What to work on -
Return every line of the data below that contains the word "hair".

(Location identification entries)
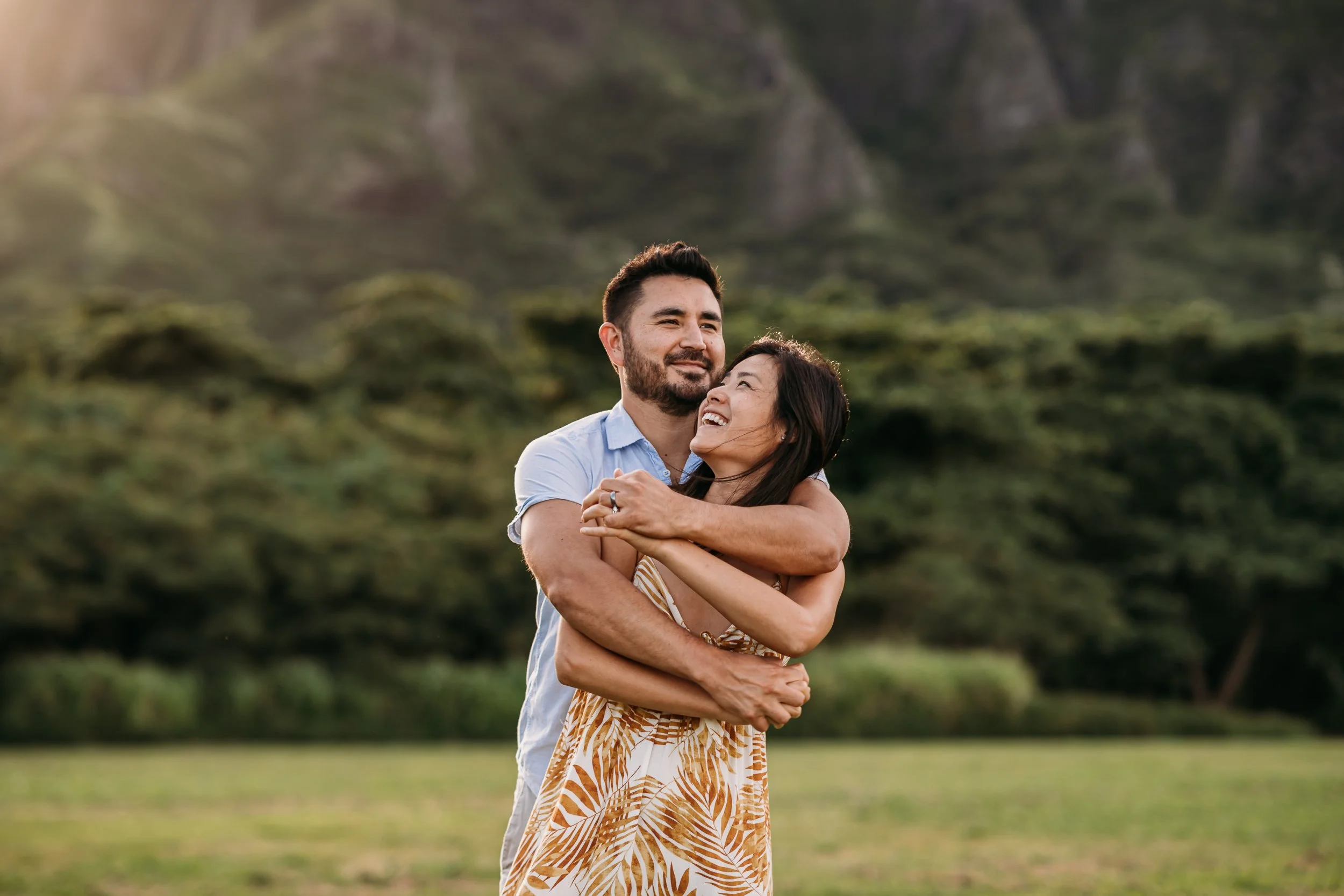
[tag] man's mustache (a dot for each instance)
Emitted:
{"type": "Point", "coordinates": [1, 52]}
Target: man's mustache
{"type": "Point", "coordinates": [687, 355]}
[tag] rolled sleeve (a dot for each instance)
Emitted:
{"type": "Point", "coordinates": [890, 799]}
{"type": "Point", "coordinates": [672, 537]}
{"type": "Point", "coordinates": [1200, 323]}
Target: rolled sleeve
{"type": "Point", "coordinates": [549, 469]}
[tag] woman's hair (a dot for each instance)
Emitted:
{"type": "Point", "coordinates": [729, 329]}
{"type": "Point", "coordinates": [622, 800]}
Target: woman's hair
{"type": "Point", "coordinates": [815, 412]}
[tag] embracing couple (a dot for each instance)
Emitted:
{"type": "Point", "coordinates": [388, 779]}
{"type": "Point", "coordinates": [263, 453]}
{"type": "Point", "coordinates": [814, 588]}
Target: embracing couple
{"type": "Point", "coordinates": [684, 544]}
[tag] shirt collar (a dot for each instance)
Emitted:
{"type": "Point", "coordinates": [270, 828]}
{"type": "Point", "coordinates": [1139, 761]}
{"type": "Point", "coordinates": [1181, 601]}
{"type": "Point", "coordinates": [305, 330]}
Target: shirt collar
{"type": "Point", "coordinates": [620, 429]}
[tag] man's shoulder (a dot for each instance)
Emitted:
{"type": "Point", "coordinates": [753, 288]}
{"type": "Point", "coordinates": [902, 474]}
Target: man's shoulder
{"type": "Point", "coordinates": [582, 436]}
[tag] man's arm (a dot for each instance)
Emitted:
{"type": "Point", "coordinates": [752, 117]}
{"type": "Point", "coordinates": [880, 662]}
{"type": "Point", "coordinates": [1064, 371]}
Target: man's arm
{"type": "Point", "coordinates": [807, 536]}
{"type": "Point", "coordinates": [606, 607]}
{"type": "Point", "coordinates": [580, 663]}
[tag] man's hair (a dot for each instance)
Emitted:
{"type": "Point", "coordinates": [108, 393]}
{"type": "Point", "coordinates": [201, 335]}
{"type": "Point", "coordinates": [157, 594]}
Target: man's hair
{"type": "Point", "coordinates": [664, 260]}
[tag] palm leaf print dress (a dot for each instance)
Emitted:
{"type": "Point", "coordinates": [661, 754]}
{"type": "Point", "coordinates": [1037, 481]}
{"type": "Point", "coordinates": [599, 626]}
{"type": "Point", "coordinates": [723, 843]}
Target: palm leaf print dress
{"type": "Point", "coordinates": [638, 801]}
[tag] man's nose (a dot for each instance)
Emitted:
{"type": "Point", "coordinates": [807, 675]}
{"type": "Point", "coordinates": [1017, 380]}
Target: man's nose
{"type": "Point", "coordinates": [692, 338]}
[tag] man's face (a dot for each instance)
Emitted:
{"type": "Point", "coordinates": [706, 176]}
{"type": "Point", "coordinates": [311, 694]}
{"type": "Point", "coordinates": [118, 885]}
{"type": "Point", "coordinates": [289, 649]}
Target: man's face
{"type": "Point", "coordinates": [674, 345]}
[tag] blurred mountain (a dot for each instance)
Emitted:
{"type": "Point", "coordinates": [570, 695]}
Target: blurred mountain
{"type": "Point", "coordinates": [1010, 152]}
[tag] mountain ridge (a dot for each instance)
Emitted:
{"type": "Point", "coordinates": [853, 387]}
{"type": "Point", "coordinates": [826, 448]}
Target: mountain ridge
{"type": "Point", "coordinates": [948, 151]}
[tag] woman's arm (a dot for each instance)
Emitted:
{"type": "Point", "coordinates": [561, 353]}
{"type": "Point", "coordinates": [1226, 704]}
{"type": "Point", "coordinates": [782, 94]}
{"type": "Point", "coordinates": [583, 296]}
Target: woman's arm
{"type": "Point", "coordinates": [581, 663]}
{"type": "Point", "coordinates": [792, 623]}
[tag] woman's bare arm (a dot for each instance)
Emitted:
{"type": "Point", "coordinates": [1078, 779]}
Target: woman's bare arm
{"type": "Point", "coordinates": [792, 623]}
{"type": "Point", "coordinates": [581, 663]}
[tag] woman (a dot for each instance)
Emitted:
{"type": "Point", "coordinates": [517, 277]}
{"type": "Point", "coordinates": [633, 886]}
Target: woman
{"type": "Point", "coordinates": [654, 787]}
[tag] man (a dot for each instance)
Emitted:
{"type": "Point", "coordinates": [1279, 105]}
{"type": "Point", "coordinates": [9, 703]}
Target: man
{"type": "Point", "coordinates": [663, 331]}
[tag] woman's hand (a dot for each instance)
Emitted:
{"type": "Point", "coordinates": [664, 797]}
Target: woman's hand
{"type": "Point", "coordinates": [596, 516]}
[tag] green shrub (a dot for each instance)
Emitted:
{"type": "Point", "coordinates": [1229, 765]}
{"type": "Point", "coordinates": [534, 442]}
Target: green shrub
{"type": "Point", "coordinates": [912, 692]}
{"type": "Point", "coordinates": [858, 692]}
{"type": "Point", "coordinates": [1105, 716]}
{"type": "Point", "coordinates": [95, 698]}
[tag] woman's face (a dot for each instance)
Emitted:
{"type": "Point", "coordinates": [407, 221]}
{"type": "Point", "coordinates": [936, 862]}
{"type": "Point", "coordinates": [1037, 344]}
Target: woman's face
{"type": "Point", "coordinates": [737, 420]}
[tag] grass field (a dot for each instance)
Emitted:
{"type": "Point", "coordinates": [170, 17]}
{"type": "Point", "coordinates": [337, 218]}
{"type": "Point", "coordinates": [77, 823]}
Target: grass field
{"type": "Point", "coordinates": [848, 819]}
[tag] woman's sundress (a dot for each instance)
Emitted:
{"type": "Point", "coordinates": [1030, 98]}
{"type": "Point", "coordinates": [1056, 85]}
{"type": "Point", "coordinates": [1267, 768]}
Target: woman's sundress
{"type": "Point", "coordinates": [638, 801]}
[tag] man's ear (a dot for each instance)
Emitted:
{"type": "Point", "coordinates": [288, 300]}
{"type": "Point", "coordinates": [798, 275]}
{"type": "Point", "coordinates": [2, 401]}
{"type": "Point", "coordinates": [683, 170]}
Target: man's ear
{"type": "Point", "coordinates": [614, 345]}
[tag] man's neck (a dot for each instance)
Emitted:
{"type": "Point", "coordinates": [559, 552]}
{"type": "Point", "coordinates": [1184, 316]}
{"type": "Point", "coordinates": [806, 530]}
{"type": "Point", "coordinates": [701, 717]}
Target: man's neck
{"type": "Point", "coordinates": [670, 436]}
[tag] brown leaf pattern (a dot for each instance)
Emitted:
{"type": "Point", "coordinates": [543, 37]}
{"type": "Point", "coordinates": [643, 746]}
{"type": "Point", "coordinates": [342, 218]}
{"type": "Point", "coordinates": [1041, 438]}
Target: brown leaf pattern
{"type": "Point", "coordinates": [639, 802]}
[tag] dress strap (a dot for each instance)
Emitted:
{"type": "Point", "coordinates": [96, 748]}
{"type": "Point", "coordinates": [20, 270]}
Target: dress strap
{"type": "Point", "coordinates": [649, 580]}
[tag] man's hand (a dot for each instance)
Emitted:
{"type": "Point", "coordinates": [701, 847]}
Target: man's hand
{"type": "Point", "coordinates": [647, 505]}
{"type": "Point", "coordinates": [760, 691]}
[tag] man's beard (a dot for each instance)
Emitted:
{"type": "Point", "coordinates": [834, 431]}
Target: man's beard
{"type": "Point", "coordinates": [649, 381]}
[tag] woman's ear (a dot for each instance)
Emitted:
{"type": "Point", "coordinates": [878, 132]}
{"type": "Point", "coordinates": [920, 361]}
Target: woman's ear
{"type": "Point", "coordinates": [614, 345]}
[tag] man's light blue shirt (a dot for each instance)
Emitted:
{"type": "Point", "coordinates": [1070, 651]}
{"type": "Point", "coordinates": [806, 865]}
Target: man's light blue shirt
{"type": "Point", "coordinates": [566, 465]}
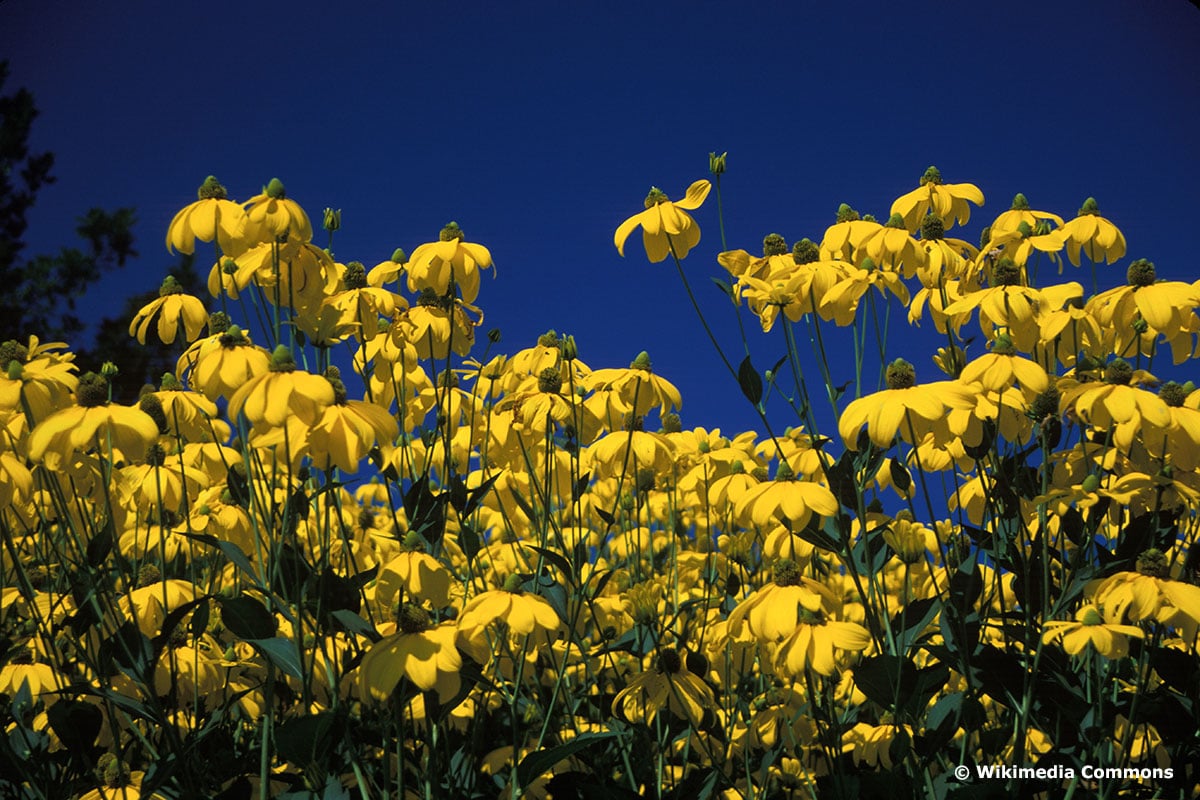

Full output -
[tag] woman's hair (a dot for each instance)
Target: woman's hair
[tag] man's hair (a dot for each instance)
Target: man's hair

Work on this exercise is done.